• Exercise directions:
Print the entries below word for word, leaving out no line.
BEGIN
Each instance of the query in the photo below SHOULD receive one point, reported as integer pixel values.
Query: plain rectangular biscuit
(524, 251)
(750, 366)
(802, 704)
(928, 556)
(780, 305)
END
• Right answer:
Each instance of the query in the photo below SHOULD receive one point, reported as integer pixel values.
Query: plain rectangular biscuit
(524, 251)
(750, 366)
(802, 704)
(928, 556)
(780, 305)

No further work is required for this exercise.